Write out, character for character, the line containing "Expected: for every instance of the drinking" and all lines after it up to the end of the listing.

-=-=-=-=-

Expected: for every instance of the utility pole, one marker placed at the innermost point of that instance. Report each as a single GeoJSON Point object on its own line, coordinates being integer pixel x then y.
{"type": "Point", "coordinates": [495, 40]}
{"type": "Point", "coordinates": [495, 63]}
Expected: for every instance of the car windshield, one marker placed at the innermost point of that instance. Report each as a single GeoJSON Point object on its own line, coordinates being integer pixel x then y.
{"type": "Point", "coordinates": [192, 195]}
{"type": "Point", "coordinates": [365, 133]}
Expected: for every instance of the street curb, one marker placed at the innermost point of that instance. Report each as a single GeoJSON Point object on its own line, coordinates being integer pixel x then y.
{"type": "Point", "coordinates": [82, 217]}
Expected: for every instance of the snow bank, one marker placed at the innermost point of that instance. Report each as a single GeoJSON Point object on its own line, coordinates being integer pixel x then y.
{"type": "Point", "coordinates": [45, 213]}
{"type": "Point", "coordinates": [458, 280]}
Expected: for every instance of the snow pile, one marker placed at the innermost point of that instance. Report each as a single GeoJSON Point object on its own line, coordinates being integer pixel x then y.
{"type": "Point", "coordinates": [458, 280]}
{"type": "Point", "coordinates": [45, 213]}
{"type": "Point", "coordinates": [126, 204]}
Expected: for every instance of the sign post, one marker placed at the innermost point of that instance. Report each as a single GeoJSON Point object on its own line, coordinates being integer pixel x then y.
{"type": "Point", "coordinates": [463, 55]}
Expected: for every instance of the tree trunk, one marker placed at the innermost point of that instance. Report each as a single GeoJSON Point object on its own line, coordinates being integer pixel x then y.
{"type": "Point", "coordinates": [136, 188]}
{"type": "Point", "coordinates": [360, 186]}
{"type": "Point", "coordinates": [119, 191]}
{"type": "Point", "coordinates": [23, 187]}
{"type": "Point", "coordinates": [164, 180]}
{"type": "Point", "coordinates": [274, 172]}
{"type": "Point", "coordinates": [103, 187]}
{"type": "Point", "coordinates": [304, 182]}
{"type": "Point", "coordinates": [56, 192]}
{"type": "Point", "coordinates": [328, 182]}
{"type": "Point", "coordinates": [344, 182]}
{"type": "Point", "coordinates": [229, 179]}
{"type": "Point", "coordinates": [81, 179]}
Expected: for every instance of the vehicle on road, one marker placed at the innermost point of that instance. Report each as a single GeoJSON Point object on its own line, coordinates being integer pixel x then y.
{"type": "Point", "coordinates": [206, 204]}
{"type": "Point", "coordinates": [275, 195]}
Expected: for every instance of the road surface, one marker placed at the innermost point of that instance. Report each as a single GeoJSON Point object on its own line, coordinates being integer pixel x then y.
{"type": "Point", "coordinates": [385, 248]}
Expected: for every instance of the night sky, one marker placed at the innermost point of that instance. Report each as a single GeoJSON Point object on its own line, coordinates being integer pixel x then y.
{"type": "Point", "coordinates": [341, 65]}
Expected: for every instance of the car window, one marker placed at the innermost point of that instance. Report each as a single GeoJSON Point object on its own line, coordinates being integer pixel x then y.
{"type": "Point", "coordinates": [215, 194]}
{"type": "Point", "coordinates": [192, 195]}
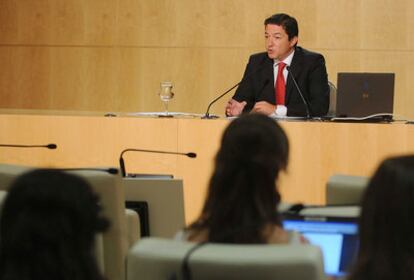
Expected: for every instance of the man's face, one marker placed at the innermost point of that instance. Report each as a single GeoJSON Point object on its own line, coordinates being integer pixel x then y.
{"type": "Point", "coordinates": [277, 42]}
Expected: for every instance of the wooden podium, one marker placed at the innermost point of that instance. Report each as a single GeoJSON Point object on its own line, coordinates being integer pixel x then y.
{"type": "Point", "coordinates": [317, 149]}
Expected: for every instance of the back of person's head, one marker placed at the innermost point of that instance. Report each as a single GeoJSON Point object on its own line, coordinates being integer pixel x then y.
{"type": "Point", "coordinates": [289, 24]}
{"type": "Point", "coordinates": [242, 196]}
{"type": "Point", "coordinates": [47, 228]}
{"type": "Point", "coordinates": [387, 223]}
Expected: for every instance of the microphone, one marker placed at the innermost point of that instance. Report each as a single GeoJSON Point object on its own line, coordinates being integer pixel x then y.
{"type": "Point", "coordinates": [207, 114]}
{"type": "Point", "coordinates": [48, 146]}
{"type": "Point", "coordinates": [122, 163]}
{"type": "Point", "coordinates": [308, 116]}
{"type": "Point", "coordinates": [110, 170]}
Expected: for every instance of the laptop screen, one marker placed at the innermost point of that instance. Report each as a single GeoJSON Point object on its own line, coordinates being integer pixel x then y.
{"type": "Point", "coordinates": [337, 238]}
{"type": "Point", "coordinates": [364, 94]}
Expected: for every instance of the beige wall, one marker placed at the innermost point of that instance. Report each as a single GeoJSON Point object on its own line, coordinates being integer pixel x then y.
{"type": "Point", "coordinates": [110, 55]}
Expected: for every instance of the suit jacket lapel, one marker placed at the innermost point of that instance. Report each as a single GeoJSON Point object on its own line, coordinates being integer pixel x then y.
{"type": "Point", "coordinates": [295, 68]}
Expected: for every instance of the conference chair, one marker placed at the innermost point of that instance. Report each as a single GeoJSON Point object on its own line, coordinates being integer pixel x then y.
{"type": "Point", "coordinates": [332, 99]}
{"type": "Point", "coordinates": [163, 200]}
{"type": "Point", "coordinates": [345, 189]}
{"type": "Point", "coordinates": [157, 258]}
{"type": "Point", "coordinates": [112, 246]}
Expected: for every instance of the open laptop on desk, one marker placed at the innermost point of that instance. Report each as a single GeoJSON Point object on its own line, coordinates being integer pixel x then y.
{"type": "Point", "coordinates": [365, 97]}
{"type": "Point", "coordinates": [337, 236]}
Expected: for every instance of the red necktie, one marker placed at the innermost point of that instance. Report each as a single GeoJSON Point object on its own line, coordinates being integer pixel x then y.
{"type": "Point", "coordinates": [280, 88]}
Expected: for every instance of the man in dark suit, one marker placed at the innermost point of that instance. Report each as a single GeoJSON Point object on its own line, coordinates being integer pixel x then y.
{"type": "Point", "coordinates": [267, 86]}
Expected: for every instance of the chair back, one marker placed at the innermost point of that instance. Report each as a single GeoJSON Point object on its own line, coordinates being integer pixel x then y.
{"type": "Point", "coordinates": [165, 198]}
{"type": "Point", "coordinates": [112, 245]}
{"type": "Point", "coordinates": [156, 258]}
{"type": "Point", "coordinates": [345, 189]}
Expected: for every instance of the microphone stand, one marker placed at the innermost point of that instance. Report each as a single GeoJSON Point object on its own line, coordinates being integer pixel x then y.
{"type": "Point", "coordinates": [122, 162]}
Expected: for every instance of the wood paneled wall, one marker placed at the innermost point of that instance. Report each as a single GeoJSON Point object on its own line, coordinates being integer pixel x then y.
{"type": "Point", "coordinates": [110, 55]}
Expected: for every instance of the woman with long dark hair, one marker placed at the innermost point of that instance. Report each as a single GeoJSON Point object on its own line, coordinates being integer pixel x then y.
{"type": "Point", "coordinates": [48, 224]}
{"type": "Point", "coordinates": [242, 199]}
{"type": "Point", "coordinates": [386, 226]}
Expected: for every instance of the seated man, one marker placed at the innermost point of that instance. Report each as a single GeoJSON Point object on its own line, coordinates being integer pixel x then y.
{"type": "Point", "coordinates": [268, 87]}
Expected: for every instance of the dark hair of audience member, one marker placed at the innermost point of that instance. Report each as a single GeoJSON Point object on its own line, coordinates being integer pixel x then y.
{"type": "Point", "coordinates": [387, 223]}
{"type": "Point", "coordinates": [47, 228]}
{"type": "Point", "coordinates": [242, 198]}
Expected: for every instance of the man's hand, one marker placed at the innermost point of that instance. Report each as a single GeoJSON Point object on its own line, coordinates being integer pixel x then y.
{"type": "Point", "coordinates": [264, 107]}
{"type": "Point", "coordinates": [234, 108]}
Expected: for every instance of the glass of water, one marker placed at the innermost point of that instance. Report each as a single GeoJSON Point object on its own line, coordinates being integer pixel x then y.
{"type": "Point", "coordinates": [166, 95]}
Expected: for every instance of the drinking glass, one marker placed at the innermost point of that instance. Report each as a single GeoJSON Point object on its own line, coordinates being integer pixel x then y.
{"type": "Point", "coordinates": [166, 95]}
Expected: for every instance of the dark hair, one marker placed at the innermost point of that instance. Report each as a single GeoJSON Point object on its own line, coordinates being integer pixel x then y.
{"type": "Point", "coordinates": [387, 223]}
{"type": "Point", "coordinates": [47, 228]}
{"type": "Point", "coordinates": [242, 198]}
{"type": "Point", "coordinates": [289, 24]}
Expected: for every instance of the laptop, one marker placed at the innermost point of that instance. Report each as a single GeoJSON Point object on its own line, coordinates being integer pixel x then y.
{"type": "Point", "coordinates": [336, 236]}
{"type": "Point", "coordinates": [361, 95]}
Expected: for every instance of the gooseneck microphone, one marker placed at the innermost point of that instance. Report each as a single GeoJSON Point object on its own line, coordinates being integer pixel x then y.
{"type": "Point", "coordinates": [122, 163]}
{"type": "Point", "coordinates": [109, 170]}
{"type": "Point", "coordinates": [207, 114]}
{"type": "Point", "coordinates": [48, 146]}
{"type": "Point", "coordinates": [308, 116]}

-=-=-=-=-

ANSWER AREA ::
Expected: for every instance of the drinking glass, one marker placed at the innermost point of that instance. Report each as a single GeoJSON Point object on its own line, coordinates being integer pixel x then y.
{"type": "Point", "coordinates": [166, 95]}
Expected: for every instance of the dark hair, one marker placed at the innermost point of that instance. Report each as a single GeoJSON Point object on its own line, coordinates being integer pixel x then y.
{"type": "Point", "coordinates": [387, 223]}
{"type": "Point", "coordinates": [47, 228]}
{"type": "Point", "coordinates": [242, 198]}
{"type": "Point", "coordinates": [289, 24]}
Expected: for every instance of the laptop, one marker placed at the innermost point of that instance. Report each as a single GeoJSON Point object on its own line, coordinates being integer pixel x then y.
{"type": "Point", "coordinates": [336, 236]}
{"type": "Point", "coordinates": [361, 95]}
Expected: for every instance of the gooseneck microphone, one marker placed at the innermost point of that instance. Report each as a single GeoJSON Point object on its own line, coordinates being integer pixel x then y.
{"type": "Point", "coordinates": [122, 163]}
{"type": "Point", "coordinates": [109, 170]}
{"type": "Point", "coordinates": [207, 114]}
{"type": "Point", "coordinates": [48, 146]}
{"type": "Point", "coordinates": [308, 116]}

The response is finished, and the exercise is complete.